■ **Objetivo de la tarea**:
Imprime sin alteraciones la parte del texto sobre el foro de CLACSO que empieza con "Por Eduardo Molina" y sigue hasta "oscurantistas del mundo.".

■ **Fragmento**:
========================================

I. Diferencias irreconciliables entre el progresismo y las izquierdas

García Linera y
el “pensamiento acrítico” latinoamericano
30 de noviembre de 2018

Por Eduardo Molina

Ideas de Izquierda


Entre el 19 y el 23 de noviembre tuvo lugar en Buenos Aires el encuentro de CLACSO (Consejo Latinoamericano de Ciencias Sociales) convocado como “Foro Mundial del Pensamiento Crítico”. Un pomposo nombre que dejó mucho que desear. No fue ni pretendió mostrar una alternativa anticapitalista y antiimperialista a la reunión del G20 con los jerarcas de las principales potencias del mundo, apenas, como dijo Cristina, “dialogar” desde el limitado “posneoliberalismo”, cuyo ejemplo ha sido el “ciclo progresista” latinoamericano de la década pasada. Tampoco, desde luego, reemplazó la necesidad de una verdadera movilización masiva para repudiar el evento de los mayores saqueadores, hambreadores, guerreristas y oscurantistas del mundo.
Las principales oradoras fueron las ex-presidentas Dilma Rousseff y Cristina Fernández de Kirchner. Por su parte, en una resonada intervención, el vicepresidente de Bolivia, Álvaro García Linera, expuso junto a Juan Carlos Monedero, de Podemos (Estado Español). La intervención de García Linera, apoyándose en que el “proceso de cambio” que encabeza junto a Evo Morales es visto todavía como un “modelo exitoso” tras la debacle de otros proyectos posneoliberales, propuso un balance sintético de lo que a su juicio son las fortalezas, debilidades y tareas del “progresismo” y la izquierda reformista en la etapa actual, apuntando a recomponer fuerzas, después del severo desgaste y derrotas políticas sufridas en los últimos años. Según Linera, la perspectiva del progresismo es “prepararse para volver a tomar el poder en el continente en los próximos años, reconociendo errores y virtudes”.

========================================

■ **Información proporcionada**:
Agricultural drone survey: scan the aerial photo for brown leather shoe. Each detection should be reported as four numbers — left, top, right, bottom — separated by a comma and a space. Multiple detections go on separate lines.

========================================

■ **Salida esperada**:
Por Eduardo Molina

Ideas de Izquierda


Entre el 19 y el 23 de noviembre tuvo lugar en Buenos Aires el encuentro de CLACSO (Consejo Latinoamericano de Ciencias Sociales) convocado como “Foro Mundial del Pensamiento Crítico”. Un pomposo nombre que dejó mucho que desear. No fue ni pretendió mostrar una alternativa anticapitalista y antiimperialista a la reunión del G20 con los jerarcas de las principales potencias del mundo, apenas, como dijo Cristina, “dialogar” desde el limitado “posneoliberalismo”, cuyo ejemplo ha sido el “ciclo progresista” latinoamericano de la década pasada. Tampoco, desde luego, reemplazó la necesidad de una verdadera movilización masiva para repudiar el evento de los mayores saqueadores, hambreadores, guerreristas y oscurantistas del mundo.